— DESCRIPTION OF THE TASK —
Print all entries word for word.

— EXERCISE DATA —
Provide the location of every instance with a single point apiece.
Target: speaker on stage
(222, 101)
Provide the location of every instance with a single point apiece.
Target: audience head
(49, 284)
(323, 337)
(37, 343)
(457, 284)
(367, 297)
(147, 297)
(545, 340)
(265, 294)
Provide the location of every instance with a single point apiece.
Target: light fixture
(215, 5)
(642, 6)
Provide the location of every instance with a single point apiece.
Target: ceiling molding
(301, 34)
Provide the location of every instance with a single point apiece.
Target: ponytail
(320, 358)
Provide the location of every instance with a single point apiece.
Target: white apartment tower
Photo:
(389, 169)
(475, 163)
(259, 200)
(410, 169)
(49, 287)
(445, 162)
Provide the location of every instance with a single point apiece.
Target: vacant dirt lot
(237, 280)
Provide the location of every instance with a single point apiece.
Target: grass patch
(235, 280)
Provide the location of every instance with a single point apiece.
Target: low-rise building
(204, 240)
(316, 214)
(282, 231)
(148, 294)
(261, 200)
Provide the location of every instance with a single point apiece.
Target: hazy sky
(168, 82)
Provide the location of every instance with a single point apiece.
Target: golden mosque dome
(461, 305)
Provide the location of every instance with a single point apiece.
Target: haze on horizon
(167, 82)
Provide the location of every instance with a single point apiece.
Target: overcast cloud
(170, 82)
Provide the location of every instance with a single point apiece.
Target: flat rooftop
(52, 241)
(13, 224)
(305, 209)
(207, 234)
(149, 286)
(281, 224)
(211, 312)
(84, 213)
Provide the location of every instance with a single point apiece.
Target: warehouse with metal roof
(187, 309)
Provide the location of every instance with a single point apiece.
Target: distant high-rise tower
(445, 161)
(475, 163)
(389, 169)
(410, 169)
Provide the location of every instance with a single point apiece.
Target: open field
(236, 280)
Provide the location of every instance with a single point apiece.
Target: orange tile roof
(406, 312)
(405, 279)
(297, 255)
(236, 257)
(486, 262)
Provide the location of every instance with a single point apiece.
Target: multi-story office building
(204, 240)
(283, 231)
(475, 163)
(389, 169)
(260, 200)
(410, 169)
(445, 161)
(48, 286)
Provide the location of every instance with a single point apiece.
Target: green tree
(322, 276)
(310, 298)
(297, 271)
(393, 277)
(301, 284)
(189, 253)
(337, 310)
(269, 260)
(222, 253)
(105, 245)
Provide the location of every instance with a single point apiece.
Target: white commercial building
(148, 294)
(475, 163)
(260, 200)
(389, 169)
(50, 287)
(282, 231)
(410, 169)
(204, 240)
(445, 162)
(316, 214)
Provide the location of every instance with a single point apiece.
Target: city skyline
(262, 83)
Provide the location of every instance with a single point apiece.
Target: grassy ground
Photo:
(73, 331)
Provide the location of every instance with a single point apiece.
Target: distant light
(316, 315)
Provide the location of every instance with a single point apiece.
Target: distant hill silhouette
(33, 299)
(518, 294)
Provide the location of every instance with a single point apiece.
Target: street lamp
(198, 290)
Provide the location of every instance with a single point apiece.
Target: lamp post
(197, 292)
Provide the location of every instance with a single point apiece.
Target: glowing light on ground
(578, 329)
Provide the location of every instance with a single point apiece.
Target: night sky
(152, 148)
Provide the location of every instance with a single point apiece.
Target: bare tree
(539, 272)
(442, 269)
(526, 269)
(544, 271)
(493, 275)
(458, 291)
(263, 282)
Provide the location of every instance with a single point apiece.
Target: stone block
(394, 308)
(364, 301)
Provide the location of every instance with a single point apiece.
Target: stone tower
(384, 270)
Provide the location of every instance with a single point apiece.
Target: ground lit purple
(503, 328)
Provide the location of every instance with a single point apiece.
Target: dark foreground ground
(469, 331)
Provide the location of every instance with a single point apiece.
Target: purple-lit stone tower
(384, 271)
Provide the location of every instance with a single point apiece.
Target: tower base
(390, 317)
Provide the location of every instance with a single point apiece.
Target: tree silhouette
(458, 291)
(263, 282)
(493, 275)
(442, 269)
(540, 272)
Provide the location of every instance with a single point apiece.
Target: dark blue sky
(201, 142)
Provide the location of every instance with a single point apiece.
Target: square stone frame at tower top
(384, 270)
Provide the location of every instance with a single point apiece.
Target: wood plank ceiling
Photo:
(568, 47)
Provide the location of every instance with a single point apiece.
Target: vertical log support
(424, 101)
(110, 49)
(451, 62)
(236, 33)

— SOLUTION —
Provide the location of every instance with a single point apiece.
Target: speaker on stage
(222, 101)
Provide the location of every instance with a single point apiece.
Target: audience head
(49, 284)
(323, 337)
(37, 343)
(457, 284)
(367, 297)
(147, 297)
(545, 340)
(265, 294)
Provide the location of every instance with a single point apiece.
Target: light fixture
(215, 5)
(642, 6)
Provide the location of every instance with a single point apiece.
Target: ceiling molding
(301, 34)
Provide the location of every instance with a single point apiece.
Target: ponytail
(320, 358)
Provide the location of every instance with a single point apiece.
Target: white apartment tower
Photo:
(389, 169)
(475, 163)
(259, 200)
(410, 169)
(49, 287)
(445, 162)
Provide the location of every instance with a single point apiece.
Target: vacant dirt lot
(237, 280)
Provide the location of every instance with a single point apiece.
Target: grass patch
(235, 280)
Provide the location of every instance with a single point apiece.
Target: low-rise building
(204, 240)
(316, 214)
(282, 231)
(148, 294)
(261, 200)
Provide the location of every instance with a single point apiece.
Target: hazy sky
(168, 82)
Provide the location of every instance with a single point apiece.
Target: golden mosque dome
(461, 305)
Provide the location of every instance with a single point apiece.
Target: haze on horizon
(167, 82)
Provide the location of every instance with a single point apiece.
Target: overcast cloud
(170, 82)
Provide the location of every instance with a single point apiece.
Target: flat rooftop
(52, 241)
(13, 224)
(305, 209)
(207, 234)
(149, 286)
(281, 224)
(211, 312)
(84, 213)
Provide the location of every instance with a single point apiece.
Target: warehouse with metal roof
(187, 309)
Provide the location of every instance with a single point apiece.
Target: distant high-rise tower
(445, 161)
(475, 163)
(389, 169)
(410, 169)
Provide the location of every instance with a single point apiece.
Target: open field
(236, 280)
Provide the location of every instance with a single point apiece.
Target: orange tile roof
(406, 312)
(405, 279)
(297, 255)
(236, 257)
(486, 262)
Provide the location of every instance with a single point apiece.
Target: multi-story office building
(204, 240)
(283, 231)
(475, 163)
(389, 169)
(260, 200)
(410, 169)
(445, 161)
(48, 286)
Provide the location of every instance with a single point apiece.
Target: green tree
(322, 276)
(310, 298)
(297, 271)
(393, 277)
(301, 284)
(189, 253)
(337, 310)
(269, 260)
(222, 253)
(105, 245)
Provide the location of every instance with a single point apiece.
Target: white commercial building
(148, 294)
(475, 163)
(260, 200)
(389, 169)
(50, 287)
(282, 231)
(410, 169)
(204, 240)
(445, 162)
(316, 214)
Provide the location of every instance with a single point apiece.
Target: city skyline
(262, 83)
Provide the location of every instance with a single point apiece.
Target: grassy ground
Photo:
(73, 331)
Provide the location of every instance with a single point apiece.
Target: distant light
(316, 315)
Provide the location of every instance with a single point apiece.
Target: distant hill silhouette
(33, 299)
(518, 294)
Provide the location of every instance with a single point apiece.
Target: street lamp
(198, 290)
Provide the location of every instance with a single point apiece.
Target: lamp post
(197, 292)
Provide the location of every instance with a single point apiece.
Target: glowing light on ground
(578, 329)
Provide the location of every instance with a single point apiece.
Target: night sky
(152, 148)
Provide the location of every instance with a single point apiece.
Target: bare tree
(539, 272)
(442, 269)
(526, 269)
(544, 271)
(493, 275)
(458, 291)
(263, 282)
Provide the location of every instance with a single point apiece.
Target: stone block
(394, 308)
(364, 301)
Provide the location of every instance with a single point apiece.
Target: stone tower
(384, 270)
Provide the location of every instance with a single point apiece.
Target: ground lit purple
(503, 328)
Provide the location of every instance with a single point apiece.
Target: dark foreground ground
(469, 331)
Provide the location of every instance with a single point apiece.
Target: purple-lit stone tower
(384, 271)
Provide the location of every instance with a single point apiece.
Target: tower base
(390, 317)
Provide the location of every instance with a single point apiece.
Target: tree silhouette
(458, 291)
(263, 282)
(493, 275)
(442, 269)
(540, 272)
Provide the location of every instance with a single point apiece.
Target: dark blue sky
(201, 142)
Provide the location of every instance with a single point apiece.
Target: square stone frame at tower top
(384, 270)
Provide the location of every instance with a single point apiece.
Target: wood plank ceiling
Photo:
(568, 47)
Provide the location of every instance with a single point apiece.
Target: vertical log support
(424, 101)
(110, 49)
(451, 62)
(236, 33)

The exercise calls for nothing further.